• **Work to complete**:
Repeat only part of the entries. Start at the line that has "Give the outline of every instance of the **shower" and keep going through the last line, exactly as given.

• **Dataset**:
+---+

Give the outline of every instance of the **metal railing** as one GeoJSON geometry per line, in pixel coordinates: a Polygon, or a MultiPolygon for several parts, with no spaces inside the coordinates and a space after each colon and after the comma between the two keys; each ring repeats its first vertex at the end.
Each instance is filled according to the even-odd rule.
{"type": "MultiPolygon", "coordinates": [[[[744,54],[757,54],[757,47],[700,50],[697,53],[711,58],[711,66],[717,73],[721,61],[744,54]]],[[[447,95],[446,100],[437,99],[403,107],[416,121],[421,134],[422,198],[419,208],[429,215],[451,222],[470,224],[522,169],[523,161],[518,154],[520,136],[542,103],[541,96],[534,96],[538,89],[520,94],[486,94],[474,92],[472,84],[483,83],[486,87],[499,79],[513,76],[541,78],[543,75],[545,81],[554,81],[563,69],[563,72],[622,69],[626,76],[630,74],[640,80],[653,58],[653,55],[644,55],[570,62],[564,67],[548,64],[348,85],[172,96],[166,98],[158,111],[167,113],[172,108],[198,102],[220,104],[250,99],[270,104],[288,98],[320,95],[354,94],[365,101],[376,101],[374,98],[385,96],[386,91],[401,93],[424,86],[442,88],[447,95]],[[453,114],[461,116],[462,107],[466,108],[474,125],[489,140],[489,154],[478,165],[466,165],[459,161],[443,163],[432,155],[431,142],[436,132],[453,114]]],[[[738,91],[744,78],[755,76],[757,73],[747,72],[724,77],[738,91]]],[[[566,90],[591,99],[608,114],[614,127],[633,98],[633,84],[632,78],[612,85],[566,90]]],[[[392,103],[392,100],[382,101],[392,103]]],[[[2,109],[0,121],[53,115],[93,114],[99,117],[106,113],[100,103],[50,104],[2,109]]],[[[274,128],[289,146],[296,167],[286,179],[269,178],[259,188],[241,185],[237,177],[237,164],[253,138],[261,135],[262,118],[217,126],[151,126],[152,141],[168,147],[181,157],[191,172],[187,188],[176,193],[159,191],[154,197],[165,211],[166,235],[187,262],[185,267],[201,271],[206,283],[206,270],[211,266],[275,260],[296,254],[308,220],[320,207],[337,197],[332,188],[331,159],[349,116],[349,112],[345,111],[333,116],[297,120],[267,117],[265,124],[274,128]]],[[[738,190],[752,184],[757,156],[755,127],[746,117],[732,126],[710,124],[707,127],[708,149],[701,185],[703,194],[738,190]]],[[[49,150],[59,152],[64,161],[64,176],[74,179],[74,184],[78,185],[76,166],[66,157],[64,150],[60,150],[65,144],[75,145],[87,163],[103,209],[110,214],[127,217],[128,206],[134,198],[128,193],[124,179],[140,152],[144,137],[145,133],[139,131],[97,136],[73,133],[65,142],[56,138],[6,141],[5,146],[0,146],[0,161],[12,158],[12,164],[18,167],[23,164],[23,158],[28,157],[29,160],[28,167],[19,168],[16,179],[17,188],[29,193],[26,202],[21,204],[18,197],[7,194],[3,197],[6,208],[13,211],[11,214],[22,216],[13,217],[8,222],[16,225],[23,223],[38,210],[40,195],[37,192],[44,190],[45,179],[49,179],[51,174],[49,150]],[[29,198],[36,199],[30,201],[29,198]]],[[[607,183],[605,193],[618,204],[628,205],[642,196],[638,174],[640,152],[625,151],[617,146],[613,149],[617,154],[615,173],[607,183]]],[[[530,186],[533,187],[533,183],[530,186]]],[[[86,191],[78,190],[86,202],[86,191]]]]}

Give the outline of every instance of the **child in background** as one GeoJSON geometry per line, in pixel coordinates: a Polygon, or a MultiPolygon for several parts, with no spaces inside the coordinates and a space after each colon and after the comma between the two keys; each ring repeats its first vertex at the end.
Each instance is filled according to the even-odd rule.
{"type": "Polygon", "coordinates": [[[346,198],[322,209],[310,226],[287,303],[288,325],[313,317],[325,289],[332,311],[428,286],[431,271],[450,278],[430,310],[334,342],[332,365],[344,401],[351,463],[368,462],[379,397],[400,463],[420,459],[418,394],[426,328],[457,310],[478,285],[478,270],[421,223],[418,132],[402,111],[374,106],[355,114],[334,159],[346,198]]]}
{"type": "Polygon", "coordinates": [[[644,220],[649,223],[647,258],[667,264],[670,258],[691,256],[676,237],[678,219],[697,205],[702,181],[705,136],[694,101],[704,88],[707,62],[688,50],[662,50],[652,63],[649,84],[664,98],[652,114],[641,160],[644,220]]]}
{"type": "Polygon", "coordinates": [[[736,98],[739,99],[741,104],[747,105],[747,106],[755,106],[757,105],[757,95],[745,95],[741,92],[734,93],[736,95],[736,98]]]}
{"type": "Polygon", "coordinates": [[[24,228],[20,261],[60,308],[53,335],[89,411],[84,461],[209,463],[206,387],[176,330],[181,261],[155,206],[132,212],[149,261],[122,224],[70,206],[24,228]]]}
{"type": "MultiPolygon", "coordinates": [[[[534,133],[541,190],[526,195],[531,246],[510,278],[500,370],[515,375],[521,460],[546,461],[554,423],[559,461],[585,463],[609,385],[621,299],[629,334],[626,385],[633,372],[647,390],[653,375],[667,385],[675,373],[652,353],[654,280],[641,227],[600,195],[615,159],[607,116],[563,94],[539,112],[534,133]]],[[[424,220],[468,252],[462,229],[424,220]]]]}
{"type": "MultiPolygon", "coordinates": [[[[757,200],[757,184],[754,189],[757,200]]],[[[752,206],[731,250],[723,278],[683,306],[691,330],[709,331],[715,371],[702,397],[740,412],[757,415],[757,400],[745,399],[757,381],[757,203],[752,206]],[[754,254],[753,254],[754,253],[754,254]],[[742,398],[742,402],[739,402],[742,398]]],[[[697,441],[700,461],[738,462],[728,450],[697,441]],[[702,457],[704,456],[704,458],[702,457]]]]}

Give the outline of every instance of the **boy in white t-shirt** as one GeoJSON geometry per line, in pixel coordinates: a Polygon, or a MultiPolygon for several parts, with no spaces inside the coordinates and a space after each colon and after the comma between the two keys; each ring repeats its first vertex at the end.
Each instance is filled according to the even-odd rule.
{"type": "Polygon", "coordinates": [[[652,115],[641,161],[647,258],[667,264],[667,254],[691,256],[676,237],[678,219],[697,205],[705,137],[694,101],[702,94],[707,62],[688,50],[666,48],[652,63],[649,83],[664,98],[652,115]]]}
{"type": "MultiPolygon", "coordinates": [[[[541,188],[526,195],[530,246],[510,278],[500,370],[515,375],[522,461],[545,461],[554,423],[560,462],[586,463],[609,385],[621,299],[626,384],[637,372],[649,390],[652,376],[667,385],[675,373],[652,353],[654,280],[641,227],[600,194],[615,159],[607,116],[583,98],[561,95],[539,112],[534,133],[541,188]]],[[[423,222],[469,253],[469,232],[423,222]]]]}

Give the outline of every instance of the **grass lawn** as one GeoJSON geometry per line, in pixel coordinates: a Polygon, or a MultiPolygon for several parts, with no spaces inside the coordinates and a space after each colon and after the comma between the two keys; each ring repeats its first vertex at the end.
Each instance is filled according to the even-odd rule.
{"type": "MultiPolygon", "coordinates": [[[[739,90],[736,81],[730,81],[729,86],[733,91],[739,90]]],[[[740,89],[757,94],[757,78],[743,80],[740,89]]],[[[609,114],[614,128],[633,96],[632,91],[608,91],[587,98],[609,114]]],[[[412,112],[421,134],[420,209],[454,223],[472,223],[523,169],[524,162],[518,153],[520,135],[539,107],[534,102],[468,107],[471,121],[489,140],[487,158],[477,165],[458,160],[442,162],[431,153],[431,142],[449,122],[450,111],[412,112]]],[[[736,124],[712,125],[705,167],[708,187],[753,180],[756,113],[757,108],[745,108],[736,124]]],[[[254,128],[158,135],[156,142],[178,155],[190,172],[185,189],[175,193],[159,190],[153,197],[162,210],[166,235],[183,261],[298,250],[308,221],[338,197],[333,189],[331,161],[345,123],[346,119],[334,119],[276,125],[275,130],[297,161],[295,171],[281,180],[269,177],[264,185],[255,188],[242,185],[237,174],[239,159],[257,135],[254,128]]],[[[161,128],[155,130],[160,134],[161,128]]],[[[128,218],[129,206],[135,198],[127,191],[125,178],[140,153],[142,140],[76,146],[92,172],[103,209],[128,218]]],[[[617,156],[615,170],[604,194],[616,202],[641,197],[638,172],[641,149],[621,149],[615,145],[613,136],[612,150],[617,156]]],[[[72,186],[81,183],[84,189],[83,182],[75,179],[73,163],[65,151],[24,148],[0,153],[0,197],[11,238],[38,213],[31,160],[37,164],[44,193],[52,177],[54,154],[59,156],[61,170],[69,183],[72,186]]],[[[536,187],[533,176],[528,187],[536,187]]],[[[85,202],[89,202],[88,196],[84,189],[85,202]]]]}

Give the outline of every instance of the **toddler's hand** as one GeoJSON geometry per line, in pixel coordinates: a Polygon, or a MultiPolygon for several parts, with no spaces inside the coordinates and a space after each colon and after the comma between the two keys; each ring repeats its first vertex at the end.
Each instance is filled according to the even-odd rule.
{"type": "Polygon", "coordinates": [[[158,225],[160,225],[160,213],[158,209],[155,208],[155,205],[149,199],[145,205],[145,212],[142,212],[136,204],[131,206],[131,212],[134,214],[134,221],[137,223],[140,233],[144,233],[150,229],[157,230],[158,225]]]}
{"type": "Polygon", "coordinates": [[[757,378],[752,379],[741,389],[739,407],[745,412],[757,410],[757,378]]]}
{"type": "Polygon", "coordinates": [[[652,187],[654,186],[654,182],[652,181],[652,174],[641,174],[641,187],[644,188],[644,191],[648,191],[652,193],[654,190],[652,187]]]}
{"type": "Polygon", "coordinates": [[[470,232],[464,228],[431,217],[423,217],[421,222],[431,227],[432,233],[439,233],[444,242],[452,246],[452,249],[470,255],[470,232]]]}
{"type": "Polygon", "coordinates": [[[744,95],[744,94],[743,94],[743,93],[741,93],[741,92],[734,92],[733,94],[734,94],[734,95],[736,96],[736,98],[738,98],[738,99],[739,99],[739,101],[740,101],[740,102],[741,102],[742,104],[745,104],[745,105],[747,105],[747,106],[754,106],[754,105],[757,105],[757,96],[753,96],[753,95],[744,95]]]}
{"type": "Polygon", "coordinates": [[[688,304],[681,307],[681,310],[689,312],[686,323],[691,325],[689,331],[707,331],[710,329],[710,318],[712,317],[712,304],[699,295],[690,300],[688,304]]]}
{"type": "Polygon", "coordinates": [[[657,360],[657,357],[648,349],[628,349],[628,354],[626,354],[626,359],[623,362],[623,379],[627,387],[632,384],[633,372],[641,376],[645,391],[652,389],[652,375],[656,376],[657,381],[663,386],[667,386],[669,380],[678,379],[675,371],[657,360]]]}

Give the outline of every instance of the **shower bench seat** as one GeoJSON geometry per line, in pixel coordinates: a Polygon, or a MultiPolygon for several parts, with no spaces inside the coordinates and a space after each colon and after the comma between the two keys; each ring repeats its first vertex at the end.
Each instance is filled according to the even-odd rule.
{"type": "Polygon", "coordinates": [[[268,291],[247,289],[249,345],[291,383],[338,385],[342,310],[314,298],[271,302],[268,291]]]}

+---+

• **Response to the task**:
Give the outline of every instance of the **shower bench seat** as one GeoJSON geometry per line, in pixel coordinates: a Polygon, or a MultiPolygon for several parts, with no spaces inside the coordinates and a space after each colon and after the comma between the two keys; each ring repeats its first vertex at the end.
Each instance is filled according to the even-odd rule.
{"type": "Polygon", "coordinates": [[[268,291],[247,289],[249,345],[291,383],[338,385],[342,310],[314,298],[271,302],[268,291]]]}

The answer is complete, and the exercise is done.